[START Records supplied]

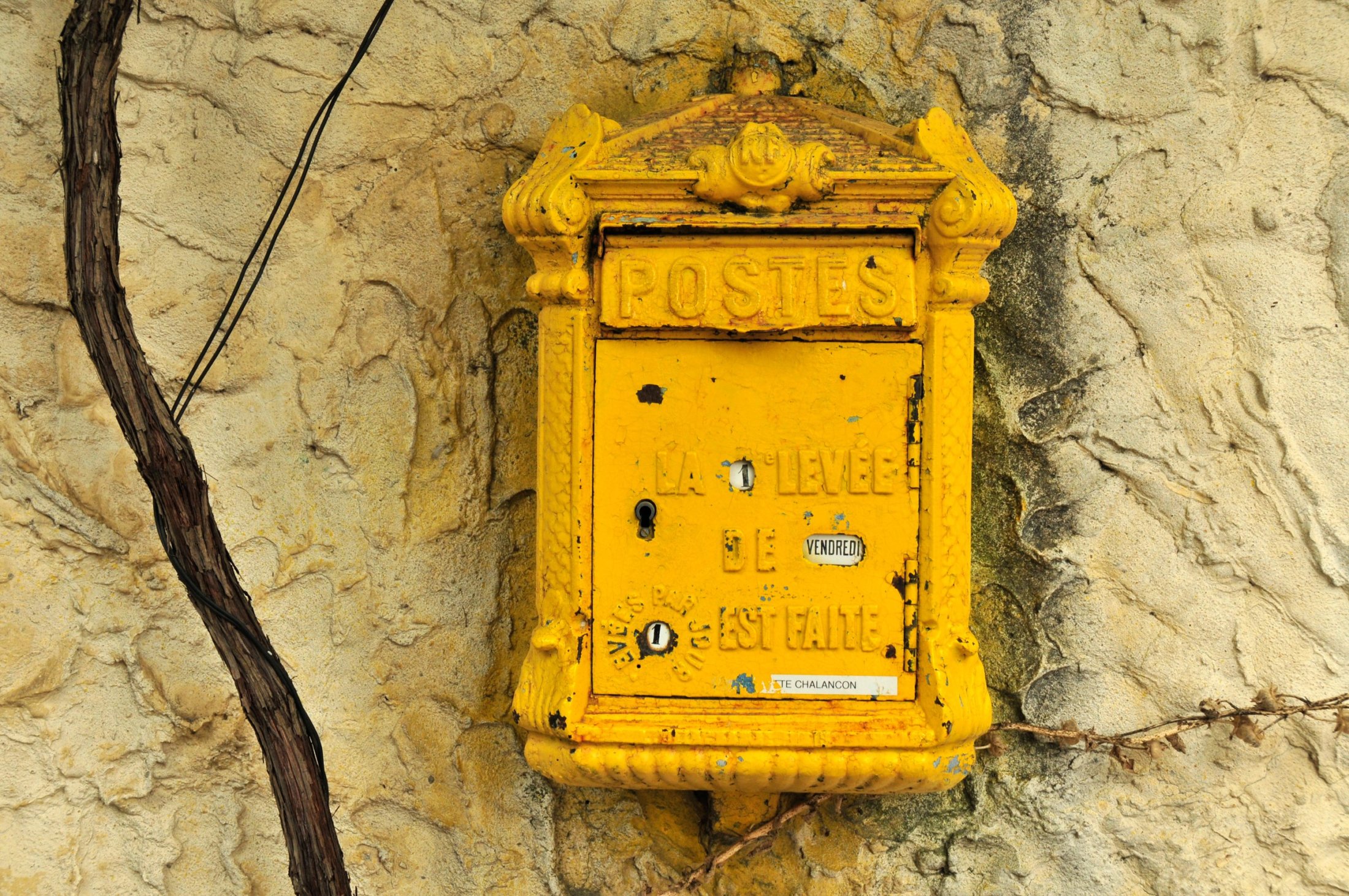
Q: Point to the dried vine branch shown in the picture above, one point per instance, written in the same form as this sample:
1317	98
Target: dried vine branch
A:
91	169
1156	738
768	829
1152	740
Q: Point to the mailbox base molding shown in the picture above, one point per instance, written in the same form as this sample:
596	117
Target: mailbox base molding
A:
752	770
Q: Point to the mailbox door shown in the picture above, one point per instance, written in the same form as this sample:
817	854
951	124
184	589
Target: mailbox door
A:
754	523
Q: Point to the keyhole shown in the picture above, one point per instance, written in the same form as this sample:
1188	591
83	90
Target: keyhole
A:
645	512
657	637
743	475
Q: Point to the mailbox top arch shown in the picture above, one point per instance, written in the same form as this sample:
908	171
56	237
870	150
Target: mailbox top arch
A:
753	159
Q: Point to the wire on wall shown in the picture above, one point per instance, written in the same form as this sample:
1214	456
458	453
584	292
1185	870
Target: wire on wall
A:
294	181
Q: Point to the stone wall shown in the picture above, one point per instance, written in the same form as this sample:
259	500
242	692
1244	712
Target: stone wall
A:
1162	508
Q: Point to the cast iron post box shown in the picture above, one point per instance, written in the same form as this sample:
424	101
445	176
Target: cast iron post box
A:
754	377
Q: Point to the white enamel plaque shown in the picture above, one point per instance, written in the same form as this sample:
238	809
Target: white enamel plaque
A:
837	684
835	549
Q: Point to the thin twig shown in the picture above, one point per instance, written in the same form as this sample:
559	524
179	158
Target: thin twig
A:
1069	735
766	829
1150	738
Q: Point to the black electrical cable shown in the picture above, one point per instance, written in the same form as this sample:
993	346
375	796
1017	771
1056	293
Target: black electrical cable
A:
316	130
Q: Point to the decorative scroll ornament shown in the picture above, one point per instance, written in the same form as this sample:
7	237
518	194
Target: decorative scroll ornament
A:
549	213
761	169
970	218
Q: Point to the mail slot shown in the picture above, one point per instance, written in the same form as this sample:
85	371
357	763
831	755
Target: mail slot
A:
756	363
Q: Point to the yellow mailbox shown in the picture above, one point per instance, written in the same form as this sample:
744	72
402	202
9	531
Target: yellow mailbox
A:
754	374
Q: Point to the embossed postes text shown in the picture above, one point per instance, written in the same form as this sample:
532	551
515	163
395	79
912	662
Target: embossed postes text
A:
759	282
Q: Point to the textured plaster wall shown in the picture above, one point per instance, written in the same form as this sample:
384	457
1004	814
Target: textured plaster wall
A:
1162	492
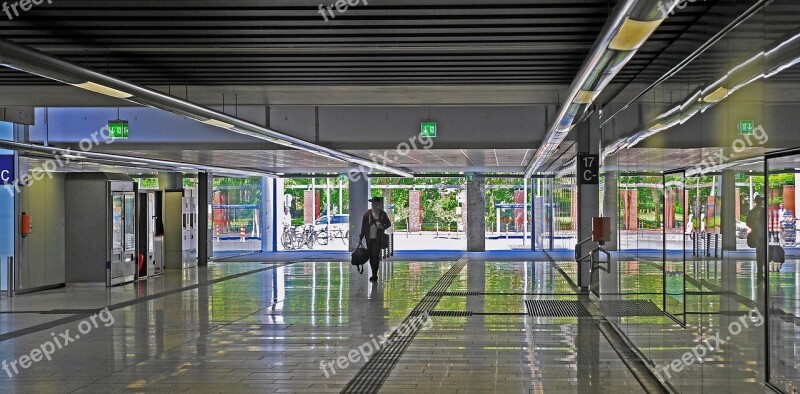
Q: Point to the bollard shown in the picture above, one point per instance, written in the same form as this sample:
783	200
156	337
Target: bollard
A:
10	282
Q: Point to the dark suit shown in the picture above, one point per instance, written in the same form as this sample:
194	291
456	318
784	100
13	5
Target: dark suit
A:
374	245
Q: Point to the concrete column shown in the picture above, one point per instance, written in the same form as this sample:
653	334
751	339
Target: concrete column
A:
476	214
728	214
587	200
170	180
797	195
359	203
415	211
611	201
269	209
205	231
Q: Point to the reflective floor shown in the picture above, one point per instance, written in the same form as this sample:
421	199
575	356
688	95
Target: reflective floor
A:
445	326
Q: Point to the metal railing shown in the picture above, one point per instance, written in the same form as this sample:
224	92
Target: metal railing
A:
704	244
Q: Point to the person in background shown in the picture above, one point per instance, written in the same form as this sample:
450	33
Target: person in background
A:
373	226
756	222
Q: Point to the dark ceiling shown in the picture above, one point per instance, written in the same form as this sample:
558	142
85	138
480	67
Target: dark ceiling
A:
258	42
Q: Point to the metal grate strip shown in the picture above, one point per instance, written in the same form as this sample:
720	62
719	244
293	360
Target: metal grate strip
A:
457	294
556	308
628	308
70	312
450	313
374	372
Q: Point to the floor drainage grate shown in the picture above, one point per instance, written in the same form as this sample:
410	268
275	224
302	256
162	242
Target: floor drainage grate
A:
457	294
555	308
374	372
450	313
625	308
70	312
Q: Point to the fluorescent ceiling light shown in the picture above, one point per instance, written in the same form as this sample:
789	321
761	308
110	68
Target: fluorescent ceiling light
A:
218	123
584	97
717	95
632	34
97	88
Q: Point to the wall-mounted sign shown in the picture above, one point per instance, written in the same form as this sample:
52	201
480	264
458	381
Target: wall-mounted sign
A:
429	130
7	173
588	169
747	127
118	129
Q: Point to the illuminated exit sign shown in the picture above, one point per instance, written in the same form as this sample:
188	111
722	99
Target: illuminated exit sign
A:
429	130
118	129
747	127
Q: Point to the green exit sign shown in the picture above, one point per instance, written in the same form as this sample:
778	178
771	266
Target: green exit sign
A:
118	129
429	129
747	127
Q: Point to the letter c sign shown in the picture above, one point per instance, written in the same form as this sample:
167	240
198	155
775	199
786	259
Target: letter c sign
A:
7	170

[END Records supplied]

• **Direction**
Rewrite all the records above, replacing "one point per instance" with "one point for each instance" and leaving everything else unchanged. Omit the pictures from your answer.

• **Output for this exercise**
Q: Point to the dried vine branch shown in the picture above, one point for each instance, written in the same form as this sample:
1317	98
Target: dried vine branch
A:
91	169
1156	738
768	829
1152	740
Q: Point to the mailbox base molding shown in the picture above, one point for each instance, written in the same form as this sample:
596	117
Target: mailbox base molding
A:
752	770
Q: Point to the mailbox door shown in the picture above, one point for each instance, written in the same form as this sample:
817	854
951	124
184	589
Target: mailbox door
A:
754	523
Q: Point to the keyhole shown in the picture above, one point for each instance, written in the same form as this sample:
1188	591
83	90
Target: keyhole
A:
645	512
657	637
743	475
Q: Point to the mailbox top arch shown in the picture above, one point for each instance, written in the same form as this sample:
908	171
56	237
870	150
Target: mailbox top arch
A:
753	159
Q: Point to the wire on wall shown in the picture above, one point for each instance, written in the same form as this sample:
1214	456
458	453
584	292
1185	870
Target: wire on wall
A:
294	181
Q: Point to the stone wall shown in the picture above, one point for each instance, written in the same form as this sample:
259	500
242	692
1244	712
Target: stone wall
A:
1162	508
Q: Point to the cast iron post box shown in the picture above, one point for each instance, written in the same form as this sample:
424	101
445	176
Target: cast iron post box
A:
754	377
Q: Point to the white enamel plaque shown in the picture above, one point for each instance, written in the same form as this sample:
238	809
Target: white enamel plaque
A:
837	684
835	549
Q: Point to the thin twig shown in the picture above, one point for each instance, written in the same form as this sample:
559	524
179	158
Target: thin twig
A:
1069	735
766	829
1150	738
Q: Point to the black electrical cable shown in the picture above, one point for each instance, written in the same form as this sample:
993	346
375	796
1017	771
1056	293
Target: black electrical cable
A:
316	130
Q: Point to the decorative scroll ornament shown in the picture above, one point for each instance, written in the same form as this sample:
7	237
518	194
Target: decorative scroll ornament
A:
549	213
761	169
970	218
Q: Point to the mail slot shown in the picture above, one point for each instance, written in the same form as this sample:
85	371
357	763
831	755
Target: mail slot
A:
756	363
Q: Point to the yellow mailbox shown in the picture above, one point for each instance, written in the same form as this sample:
744	72
402	202
9	531
Target: yellow mailbox
A:
754	374
Q: Point to the embossed postes text shown in the picture above, one point for each instance, written in the same form as this sample:
532	551
515	163
395	79
912	662
Target: embossed postes text
A:
759	282
Q: Point to the textured plaster wall shown in the picture above, one point for each instance, written in the same form as this sample:
384	457
1004	814
Target: textured plaster wall
A:
1162	492
Q: Point to the bollard shown in the picture above, one point for each instance, written in the same form as this sample:
783	200
156	337
Target: bollard
A:
10	282
Q: Point to the dark suit shown in the picture above, one point for each instance, written in the same form as this sample:
194	291
456	318
784	100
13	5
Target: dark suit
A:
374	245
Q: Point to the concrete column shown in the picture above, one point for each instance, written in the same form as this sample:
653	334
751	339
Target: concrete column
A:
476	214
728	214
587	200
170	180
797	195
359	203
415	211
611	201
269	209
205	231
Q: Point to the reflective floor shown in the picture above, one point for each instance, written in the same form as this sample:
421	199
575	356
688	95
Target: reflective floor
A:
445	326
Q: Point to the metal railing shown in the picture above, one point for each instance, written in the same form as this sample:
224	92
Target: metal railing
A:
704	244
Q: Point to the person in background shown in the picture above, one point for each instance, written in the same form as this sample:
450	33
Target: person in background
A:
373	226
756	222
Q: Point to the dark ceiling shown in the picture above, one point for each instance, written in the same form as this sample:
558	142
85	138
480	67
Target: dark ceiling
A:
258	42
Q: Point to the metal grate strip shown in the picture above, one point for each instance, written in the same form as this sample:
720	62
719	244
293	360
Target: metal grate strip
A:
457	294
556	308
628	308
70	312
450	313
374	372
Q: Point to the floor drainage grate shown in the picture above, one point for each instance, written in the same form as this sample:
410	268
275	224
302	256
162	242
Target: floor drainage grate
A:
457	294
555	308
374	372
450	313
625	308
70	312
Q: Point to the fluorescent ceiling light shown in the picture above, one point for each instance, written in the same form as this sample:
789	321
761	308
110	68
Target: fluorescent ceiling light
A:
218	123
584	97
717	95
632	34
97	88
Q: Point to the wall-mounted sign shown in the picture above, one point for each instance, written in the same form as this sample:
52	201
480	264
458	381
Target: wall-mounted sign
A:
429	130
7	173
588	169
747	127
118	129
Q: Point to the illuminated exit sign shown in the picture above, one point for each instance, written in the same form as this sample:
188	111
722	99
Target: illuminated exit sign
A:
429	130
118	129
747	127
Q: Point to the green exit sign shown in the picture above, one point for each instance, written in the same form as this sample:
778	178
771	266
Target: green exit sign
A:
118	129
429	129
747	127
Q: Point to the letter c sign shown in the picture above, one point for each instance, written in the same form as this sample:
167	240
198	155
775	199
786	259
Target: letter c sign
A:
7	170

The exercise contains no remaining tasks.